What you have to do »
Reproduce the part of the entries that opens with the line containing "You'll find beige textured" and closes with the line containing "[[120, 462, 191, 524]]", substituting "assertion" for every "claim" and leaving everything else unchanged.

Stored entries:
════

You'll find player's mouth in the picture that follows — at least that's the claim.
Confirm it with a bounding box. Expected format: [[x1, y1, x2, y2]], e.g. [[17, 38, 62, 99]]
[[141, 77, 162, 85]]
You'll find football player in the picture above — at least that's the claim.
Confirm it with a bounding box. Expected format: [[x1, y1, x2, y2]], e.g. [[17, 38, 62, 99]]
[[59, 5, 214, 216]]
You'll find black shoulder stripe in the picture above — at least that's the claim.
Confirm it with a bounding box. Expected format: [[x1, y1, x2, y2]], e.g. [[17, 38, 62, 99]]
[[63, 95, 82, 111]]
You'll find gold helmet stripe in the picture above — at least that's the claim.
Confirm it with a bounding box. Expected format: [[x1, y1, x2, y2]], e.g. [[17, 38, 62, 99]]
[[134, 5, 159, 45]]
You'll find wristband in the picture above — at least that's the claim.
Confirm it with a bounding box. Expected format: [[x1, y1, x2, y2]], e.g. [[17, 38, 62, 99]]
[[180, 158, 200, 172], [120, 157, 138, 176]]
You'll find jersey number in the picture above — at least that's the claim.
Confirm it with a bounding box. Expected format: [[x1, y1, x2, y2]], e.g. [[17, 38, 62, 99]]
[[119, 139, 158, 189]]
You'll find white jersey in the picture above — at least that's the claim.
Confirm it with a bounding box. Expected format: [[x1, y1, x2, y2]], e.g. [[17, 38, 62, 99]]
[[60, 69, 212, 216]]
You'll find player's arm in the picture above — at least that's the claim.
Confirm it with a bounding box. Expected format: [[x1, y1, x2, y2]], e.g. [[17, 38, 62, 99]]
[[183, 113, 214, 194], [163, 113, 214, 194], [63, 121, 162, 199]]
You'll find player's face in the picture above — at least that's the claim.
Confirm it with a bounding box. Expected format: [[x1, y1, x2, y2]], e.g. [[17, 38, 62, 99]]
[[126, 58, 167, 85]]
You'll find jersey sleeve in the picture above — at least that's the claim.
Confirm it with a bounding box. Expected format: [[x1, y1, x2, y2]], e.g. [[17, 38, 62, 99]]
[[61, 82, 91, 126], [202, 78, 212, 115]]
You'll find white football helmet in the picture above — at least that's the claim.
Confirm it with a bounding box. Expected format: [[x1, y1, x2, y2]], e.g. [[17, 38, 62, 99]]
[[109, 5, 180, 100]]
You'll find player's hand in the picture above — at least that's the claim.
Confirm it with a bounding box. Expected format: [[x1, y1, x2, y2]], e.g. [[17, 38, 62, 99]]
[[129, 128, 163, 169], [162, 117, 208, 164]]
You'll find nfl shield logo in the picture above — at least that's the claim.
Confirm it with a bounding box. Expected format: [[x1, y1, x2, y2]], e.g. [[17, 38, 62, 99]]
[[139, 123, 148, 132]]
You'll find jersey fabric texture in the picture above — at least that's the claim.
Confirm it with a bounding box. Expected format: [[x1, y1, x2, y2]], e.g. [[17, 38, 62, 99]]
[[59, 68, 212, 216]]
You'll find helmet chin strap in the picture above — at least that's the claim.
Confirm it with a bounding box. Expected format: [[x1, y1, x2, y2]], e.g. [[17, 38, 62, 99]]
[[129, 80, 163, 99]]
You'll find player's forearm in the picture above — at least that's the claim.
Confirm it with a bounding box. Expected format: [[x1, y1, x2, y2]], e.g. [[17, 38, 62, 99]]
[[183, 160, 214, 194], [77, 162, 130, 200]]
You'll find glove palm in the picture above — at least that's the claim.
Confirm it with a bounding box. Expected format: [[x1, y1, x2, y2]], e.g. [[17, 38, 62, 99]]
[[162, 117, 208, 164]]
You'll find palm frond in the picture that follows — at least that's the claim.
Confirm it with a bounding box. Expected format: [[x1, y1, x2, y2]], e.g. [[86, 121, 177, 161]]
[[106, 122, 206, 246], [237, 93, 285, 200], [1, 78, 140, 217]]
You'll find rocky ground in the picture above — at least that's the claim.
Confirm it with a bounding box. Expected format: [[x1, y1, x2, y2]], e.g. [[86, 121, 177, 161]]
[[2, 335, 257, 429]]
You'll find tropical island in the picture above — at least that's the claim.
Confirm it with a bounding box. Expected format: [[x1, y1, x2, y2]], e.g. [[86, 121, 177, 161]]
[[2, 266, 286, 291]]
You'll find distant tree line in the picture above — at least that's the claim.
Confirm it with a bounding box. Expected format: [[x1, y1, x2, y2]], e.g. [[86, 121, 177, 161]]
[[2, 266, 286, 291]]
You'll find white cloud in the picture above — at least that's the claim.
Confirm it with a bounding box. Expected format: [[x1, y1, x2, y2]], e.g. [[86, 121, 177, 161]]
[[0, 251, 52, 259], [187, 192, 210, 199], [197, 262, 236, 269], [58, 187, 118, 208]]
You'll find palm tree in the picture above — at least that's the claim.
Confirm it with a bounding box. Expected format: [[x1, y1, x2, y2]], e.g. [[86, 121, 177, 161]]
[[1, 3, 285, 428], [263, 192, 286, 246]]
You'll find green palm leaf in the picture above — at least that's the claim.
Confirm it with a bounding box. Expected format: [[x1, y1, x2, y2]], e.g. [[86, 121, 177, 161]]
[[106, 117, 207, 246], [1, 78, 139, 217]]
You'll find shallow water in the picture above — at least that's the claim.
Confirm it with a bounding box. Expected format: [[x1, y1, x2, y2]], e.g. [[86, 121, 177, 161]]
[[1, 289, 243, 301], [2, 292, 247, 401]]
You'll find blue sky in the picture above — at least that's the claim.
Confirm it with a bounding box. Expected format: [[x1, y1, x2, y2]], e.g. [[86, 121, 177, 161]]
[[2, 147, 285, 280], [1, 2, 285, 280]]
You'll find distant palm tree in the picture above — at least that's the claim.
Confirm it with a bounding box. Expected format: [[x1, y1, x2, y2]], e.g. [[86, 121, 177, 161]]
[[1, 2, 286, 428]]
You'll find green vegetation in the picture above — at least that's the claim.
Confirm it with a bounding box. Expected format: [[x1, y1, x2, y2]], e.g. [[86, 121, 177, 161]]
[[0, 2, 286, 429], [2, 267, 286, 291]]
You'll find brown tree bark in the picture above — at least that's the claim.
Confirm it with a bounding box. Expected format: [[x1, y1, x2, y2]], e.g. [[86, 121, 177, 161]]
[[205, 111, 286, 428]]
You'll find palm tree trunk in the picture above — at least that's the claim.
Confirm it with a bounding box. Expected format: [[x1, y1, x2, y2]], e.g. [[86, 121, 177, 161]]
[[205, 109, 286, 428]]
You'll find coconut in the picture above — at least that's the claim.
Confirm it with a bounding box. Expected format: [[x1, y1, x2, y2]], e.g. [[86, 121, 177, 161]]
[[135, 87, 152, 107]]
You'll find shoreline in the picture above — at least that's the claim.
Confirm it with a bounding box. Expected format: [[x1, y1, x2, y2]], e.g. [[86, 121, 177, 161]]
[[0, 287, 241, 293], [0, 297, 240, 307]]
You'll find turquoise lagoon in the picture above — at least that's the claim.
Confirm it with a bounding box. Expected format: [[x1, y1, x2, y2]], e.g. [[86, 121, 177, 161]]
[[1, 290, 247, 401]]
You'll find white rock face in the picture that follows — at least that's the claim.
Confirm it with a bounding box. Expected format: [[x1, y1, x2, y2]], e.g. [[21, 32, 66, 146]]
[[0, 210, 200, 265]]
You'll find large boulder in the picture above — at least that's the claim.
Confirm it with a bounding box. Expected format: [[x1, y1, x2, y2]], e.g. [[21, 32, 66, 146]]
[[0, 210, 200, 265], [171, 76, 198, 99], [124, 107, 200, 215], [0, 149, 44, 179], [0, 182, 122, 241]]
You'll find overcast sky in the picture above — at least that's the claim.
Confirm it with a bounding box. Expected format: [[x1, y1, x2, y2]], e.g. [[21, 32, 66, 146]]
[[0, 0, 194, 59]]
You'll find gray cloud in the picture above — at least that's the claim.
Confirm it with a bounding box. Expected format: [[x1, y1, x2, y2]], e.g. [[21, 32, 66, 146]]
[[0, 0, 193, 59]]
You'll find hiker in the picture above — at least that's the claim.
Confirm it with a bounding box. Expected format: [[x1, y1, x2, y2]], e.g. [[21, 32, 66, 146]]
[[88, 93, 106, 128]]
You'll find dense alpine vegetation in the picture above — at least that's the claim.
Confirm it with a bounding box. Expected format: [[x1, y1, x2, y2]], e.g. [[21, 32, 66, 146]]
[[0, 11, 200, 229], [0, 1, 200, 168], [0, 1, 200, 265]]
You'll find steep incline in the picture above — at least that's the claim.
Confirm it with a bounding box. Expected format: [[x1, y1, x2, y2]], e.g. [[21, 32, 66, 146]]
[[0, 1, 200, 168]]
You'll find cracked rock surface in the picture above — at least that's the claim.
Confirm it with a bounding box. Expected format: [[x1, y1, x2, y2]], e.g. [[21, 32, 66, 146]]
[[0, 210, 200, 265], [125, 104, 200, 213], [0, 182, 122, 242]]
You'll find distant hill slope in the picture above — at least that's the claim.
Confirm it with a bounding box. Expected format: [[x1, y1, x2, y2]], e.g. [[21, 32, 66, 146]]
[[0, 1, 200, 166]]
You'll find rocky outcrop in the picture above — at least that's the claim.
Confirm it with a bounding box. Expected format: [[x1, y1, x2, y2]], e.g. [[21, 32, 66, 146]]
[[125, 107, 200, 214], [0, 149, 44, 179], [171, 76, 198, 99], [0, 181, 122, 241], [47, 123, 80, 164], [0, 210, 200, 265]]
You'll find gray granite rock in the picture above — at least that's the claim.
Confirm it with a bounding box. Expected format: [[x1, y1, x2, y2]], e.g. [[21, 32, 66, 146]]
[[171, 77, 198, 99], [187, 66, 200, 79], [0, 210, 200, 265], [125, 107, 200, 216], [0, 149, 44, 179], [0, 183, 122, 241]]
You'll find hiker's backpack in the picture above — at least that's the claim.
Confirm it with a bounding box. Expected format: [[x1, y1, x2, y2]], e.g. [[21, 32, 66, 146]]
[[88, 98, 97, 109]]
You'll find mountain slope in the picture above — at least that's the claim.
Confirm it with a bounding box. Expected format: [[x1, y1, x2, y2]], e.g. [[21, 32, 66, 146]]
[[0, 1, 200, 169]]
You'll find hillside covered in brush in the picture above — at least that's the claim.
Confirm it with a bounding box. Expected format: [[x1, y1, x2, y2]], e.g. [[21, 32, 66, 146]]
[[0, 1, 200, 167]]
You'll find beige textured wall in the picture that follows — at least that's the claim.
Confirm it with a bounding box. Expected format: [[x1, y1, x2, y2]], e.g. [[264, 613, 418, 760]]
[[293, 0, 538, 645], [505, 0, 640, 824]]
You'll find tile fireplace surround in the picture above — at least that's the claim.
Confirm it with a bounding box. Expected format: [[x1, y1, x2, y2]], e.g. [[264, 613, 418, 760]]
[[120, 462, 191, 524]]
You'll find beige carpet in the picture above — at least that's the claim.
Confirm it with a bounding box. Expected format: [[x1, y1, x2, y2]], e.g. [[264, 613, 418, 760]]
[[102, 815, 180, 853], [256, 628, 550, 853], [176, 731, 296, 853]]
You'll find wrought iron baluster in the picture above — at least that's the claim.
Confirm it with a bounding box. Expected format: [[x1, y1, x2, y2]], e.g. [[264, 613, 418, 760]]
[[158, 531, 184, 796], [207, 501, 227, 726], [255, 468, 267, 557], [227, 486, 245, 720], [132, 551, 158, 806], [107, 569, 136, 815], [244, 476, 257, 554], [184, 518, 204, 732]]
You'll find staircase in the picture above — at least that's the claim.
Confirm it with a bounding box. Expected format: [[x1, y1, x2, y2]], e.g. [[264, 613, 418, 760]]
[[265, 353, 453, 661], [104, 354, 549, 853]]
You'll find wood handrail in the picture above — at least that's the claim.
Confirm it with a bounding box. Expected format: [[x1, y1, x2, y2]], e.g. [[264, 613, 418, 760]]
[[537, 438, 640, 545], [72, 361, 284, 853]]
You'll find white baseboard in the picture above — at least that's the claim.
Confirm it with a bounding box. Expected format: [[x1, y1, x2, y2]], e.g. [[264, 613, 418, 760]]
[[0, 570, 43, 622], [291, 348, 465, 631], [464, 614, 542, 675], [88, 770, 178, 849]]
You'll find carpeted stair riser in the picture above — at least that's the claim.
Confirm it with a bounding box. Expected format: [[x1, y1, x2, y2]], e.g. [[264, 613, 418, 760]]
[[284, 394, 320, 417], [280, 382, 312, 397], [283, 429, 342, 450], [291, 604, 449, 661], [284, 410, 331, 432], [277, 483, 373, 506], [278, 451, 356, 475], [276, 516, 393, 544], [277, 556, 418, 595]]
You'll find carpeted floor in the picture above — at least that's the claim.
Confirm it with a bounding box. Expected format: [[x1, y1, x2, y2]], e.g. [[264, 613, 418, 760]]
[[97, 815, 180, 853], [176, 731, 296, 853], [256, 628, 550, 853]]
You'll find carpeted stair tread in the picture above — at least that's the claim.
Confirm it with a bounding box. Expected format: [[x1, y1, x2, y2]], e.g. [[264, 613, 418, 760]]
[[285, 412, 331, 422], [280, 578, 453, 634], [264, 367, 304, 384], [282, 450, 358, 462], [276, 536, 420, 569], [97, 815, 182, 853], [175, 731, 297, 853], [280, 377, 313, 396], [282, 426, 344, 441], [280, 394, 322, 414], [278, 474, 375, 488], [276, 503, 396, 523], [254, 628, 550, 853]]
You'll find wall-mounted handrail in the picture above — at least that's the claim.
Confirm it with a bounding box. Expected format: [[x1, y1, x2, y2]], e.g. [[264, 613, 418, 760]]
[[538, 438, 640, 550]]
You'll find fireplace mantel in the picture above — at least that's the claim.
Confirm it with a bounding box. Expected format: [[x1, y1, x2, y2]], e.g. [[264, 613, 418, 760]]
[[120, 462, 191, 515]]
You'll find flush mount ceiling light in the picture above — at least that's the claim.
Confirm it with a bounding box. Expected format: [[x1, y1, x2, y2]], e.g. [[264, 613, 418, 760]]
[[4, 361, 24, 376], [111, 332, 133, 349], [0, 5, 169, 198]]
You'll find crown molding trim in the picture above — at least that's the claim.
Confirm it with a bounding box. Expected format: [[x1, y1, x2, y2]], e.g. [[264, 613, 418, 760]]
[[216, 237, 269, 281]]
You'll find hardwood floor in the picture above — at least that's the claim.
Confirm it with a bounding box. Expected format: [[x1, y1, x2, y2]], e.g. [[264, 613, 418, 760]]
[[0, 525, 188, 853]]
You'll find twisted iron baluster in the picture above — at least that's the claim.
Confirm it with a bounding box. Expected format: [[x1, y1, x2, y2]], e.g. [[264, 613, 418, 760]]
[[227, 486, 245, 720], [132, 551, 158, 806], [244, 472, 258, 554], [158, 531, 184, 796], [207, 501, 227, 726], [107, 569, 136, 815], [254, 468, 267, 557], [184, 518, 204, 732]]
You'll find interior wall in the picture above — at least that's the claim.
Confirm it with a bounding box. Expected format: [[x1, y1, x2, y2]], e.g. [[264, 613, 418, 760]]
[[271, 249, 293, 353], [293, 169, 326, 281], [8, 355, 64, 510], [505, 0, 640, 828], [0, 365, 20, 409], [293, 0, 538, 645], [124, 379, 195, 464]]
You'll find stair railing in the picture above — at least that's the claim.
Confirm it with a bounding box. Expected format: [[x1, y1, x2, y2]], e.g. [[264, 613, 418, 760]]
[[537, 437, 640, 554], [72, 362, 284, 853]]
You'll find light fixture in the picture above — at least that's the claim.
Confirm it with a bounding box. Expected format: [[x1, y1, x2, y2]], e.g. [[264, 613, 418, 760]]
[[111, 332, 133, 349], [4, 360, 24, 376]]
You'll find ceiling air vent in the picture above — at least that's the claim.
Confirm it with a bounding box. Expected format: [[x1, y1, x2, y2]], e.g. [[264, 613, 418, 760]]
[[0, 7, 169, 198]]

════

Result »
You'll find beige textured wall in the picture that follows — at least that's the assertion.
Confirm it with a bounding box. Expected format: [[x1, y1, x2, y2]], e.g. [[264, 613, 418, 760]]
[[293, 0, 538, 645], [505, 0, 640, 824]]
You'll find tile fireplace surround in the picture above — at least that's the assertion.
Confirm it with a bounding box. Expected format: [[x1, y1, x2, y2]], e.g. [[264, 613, 418, 760]]
[[120, 462, 191, 524]]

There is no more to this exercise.